### EXERCISES TO COMPLETE
1) Using the passage on Slate Islands quarrying, answer each question briefly.
(a) In what year was the Easdale Marble and Slate Company created?
(b) How many slates per annum were produced at peak, and in which decade?
(c) Which quarry was never re-opened after the flood of 1881?
2) Extend the passage on Slate Islands quarrying past its final sentence.

Easdale slate had been quarried from as early as the 12th century using seasonal labour from the Breadalbane's Ardmaddy estate. In 1730 Colin Campbell of Carwhin was appointed as the Captain of Ardmaddy and tasked with exploiting the area's natural resources. In 1745 Campbell created the Easdale Marble and Slate Company in order to place extractions from the area on a more commercial basis. At that point Easdale was producing 1 million slates per annum; when Thomas Pennant visited two years later production had increased by 250% and as further quarries were opened this further increased the company's production to 5 million per annum by 1800.

Slate quarries were opened on Eilean-a-beithich, Belnahua, Luing and at Balvicar on Seil. Railway lines were laid to take the rock from the quarries to nearby harbours. Peak production was reached in the 1860s at 9 million slates per annum, with export destinations including England, Nova Scotia, the West Indies, the US, Norway and New Zealand. The 6th Earl of Breadalbane had less interest in the industry than his predecessors although during the time of the 7th Earl a new quarry was opened at Ardencaple in the north of Seil. However, disaster struck in 1881. In the early morning of 22 November a severe gale from the south-west wind and an exceptionally high tide flooded the quarries on Easdale and at Eilean-a-beithich "a large rocky buttress which supported a sea wall gave way under the excessive pressure of water". Eilean-a-beithich was never re-opened although production did continue at Easdale, Luing and Balvicar. Changes in demand - clay tiles were rapidly replacing slate as the roofing material of choice - led to commercial production ceasing by 1911 on Seil and in 1914 on Belnahua. Balvicar quarry re-opened from the late 1940s until the early 1960s but slate is no longer mined anywhere in the Slate Islands.

### SOURCE INFORMATION
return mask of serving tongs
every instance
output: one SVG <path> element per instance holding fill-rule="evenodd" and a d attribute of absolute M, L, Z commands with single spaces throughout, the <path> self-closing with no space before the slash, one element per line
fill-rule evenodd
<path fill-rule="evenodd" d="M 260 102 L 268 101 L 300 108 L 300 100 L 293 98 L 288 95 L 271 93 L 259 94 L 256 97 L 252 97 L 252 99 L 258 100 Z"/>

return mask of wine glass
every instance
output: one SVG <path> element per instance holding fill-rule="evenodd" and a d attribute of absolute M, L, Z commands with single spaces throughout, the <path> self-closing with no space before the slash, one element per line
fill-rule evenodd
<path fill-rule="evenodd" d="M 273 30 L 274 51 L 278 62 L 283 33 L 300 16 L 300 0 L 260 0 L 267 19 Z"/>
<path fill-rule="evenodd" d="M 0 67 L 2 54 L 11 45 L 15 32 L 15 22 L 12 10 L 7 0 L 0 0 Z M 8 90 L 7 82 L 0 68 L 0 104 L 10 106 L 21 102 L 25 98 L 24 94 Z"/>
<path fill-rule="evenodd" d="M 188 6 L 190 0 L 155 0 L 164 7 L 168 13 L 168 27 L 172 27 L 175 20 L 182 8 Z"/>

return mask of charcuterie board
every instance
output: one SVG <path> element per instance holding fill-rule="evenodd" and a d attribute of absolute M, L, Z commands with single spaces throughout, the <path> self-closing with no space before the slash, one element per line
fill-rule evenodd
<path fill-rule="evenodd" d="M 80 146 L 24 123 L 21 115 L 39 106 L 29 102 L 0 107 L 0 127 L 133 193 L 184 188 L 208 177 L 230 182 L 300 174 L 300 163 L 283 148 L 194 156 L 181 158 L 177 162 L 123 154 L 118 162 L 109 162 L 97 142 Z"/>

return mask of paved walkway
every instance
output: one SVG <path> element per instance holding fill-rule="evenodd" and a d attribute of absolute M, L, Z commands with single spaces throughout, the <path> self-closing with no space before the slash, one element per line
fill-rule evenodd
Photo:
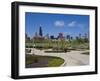
<path fill-rule="evenodd" d="M 45 50 L 32 49 L 32 54 L 42 56 L 57 56 L 65 60 L 64 66 L 88 65 L 89 55 L 81 54 L 85 51 L 71 51 L 67 53 L 45 53 Z"/>

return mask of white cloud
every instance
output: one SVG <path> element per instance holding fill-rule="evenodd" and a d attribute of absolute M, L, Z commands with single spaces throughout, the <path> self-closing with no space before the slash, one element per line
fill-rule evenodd
<path fill-rule="evenodd" d="M 84 28 L 85 24 L 83 23 L 78 23 L 76 21 L 71 21 L 70 23 L 67 24 L 68 27 L 79 27 L 79 28 Z"/>
<path fill-rule="evenodd" d="M 84 28 L 85 24 L 78 24 L 77 26 L 80 28 Z"/>
<path fill-rule="evenodd" d="M 63 26 L 65 25 L 64 21 L 60 21 L 60 20 L 55 21 L 54 24 L 55 24 L 55 26 L 57 26 L 57 27 L 63 27 Z"/>
<path fill-rule="evenodd" d="M 75 27 L 76 25 L 77 25 L 76 21 L 72 21 L 72 22 L 68 23 L 69 27 Z"/>

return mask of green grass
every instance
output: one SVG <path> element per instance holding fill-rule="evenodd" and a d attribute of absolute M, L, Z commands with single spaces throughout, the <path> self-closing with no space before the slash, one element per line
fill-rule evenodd
<path fill-rule="evenodd" d="M 84 52 L 84 53 L 82 53 L 82 54 L 89 55 L 90 53 L 89 53 L 89 52 Z"/>
<path fill-rule="evenodd" d="M 47 67 L 57 67 L 64 63 L 64 60 L 54 56 L 39 56 L 39 55 L 27 55 L 26 54 L 26 65 L 39 62 L 39 60 L 48 59 Z"/>
<path fill-rule="evenodd" d="M 57 67 L 64 63 L 64 60 L 61 58 L 54 58 L 48 63 L 48 67 Z"/>

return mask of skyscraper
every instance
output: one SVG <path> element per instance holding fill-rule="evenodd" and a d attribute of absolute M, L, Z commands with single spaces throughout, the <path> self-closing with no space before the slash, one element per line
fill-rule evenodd
<path fill-rule="evenodd" d="M 42 32 L 42 27 L 40 26 L 40 28 L 39 28 L 39 36 L 43 36 L 43 32 Z"/>

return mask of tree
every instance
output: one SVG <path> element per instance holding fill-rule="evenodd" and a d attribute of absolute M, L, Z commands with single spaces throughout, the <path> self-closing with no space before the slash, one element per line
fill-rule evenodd
<path fill-rule="evenodd" d="M 40 26 L 40 28 L 39 28 L 39 35 L 40 35 L 41 37 L 43 36 L 43 32 L 42 32 L 41 26 Z"/>

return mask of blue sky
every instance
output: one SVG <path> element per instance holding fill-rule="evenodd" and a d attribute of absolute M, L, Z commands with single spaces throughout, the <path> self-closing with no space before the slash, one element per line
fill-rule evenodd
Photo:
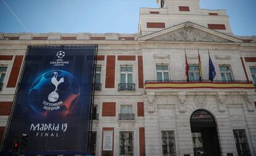
<path fill-rule="evenodd" d="M 155 0 L 0 0 L 0 32 L 138 31 L 140 7 Z M 255 0 L 201 0 L 202 9 L 226 9 L 234 35 L 256 35 Z"/>

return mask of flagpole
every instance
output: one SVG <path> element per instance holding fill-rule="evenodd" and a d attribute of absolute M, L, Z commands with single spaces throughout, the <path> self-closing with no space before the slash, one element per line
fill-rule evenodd
<path fill-rule="evenodd" d="M 187 54 L 186 54 L 186 49 L 185 50 L 185 58 L 186 58 L 186 76 L 187 76 L 187 82 L 189 81 L 189 64 L 187 63 Z"/>
<path fill-rule="evenodd" d="M 199 47 L 197 48 L 197 51 L 198 52 L 198 67 L 199 67 L 199 81 L 202 81 L 202 64 L 201 64 L 201 60 L 200 59 L 200 54 L 199 54 Z"/>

### ANSWERS TO THE TASKS
1)
(a) 1745
(b) 9 million slates per annum, in the 1860s
(c) Eilean-a-beithich

2)
The Isle of Insh was bequeathed to the National Trust for Scotland by the island's former owner, David Brearley, when he died in 2016. After assessing the island's 'heritage significance' the trust attracted criticism when it subsequently decided to sell the island to a private company for £353,000 in 2019.

==Economy and transport==
Today, the islands' commerce is largely dependent on agriculture, tourism and lobster fishing. The Ellenabeich Heritage Centre which opened in 2000, is run by the Slate Islands Heritage Trust. Located in a former slate quarry-worker's cottage, the centre has displays about life in the 19th century, slate quarrying and the local flora, fauna and geology.

Seil has been linked to the Scottish mainland since 1792/3 when the Clachan Bridge, also known as the "Bridge Over the Atlantic", was built by engineer Robert Mylne. Ferries from Seil depart from Ellenabeich to Easdale, and from Cuan to Luing across the Cuan Sound. The Easdale ferry uses a chain and cog wheels designed by John Whyte in the mid 19th century.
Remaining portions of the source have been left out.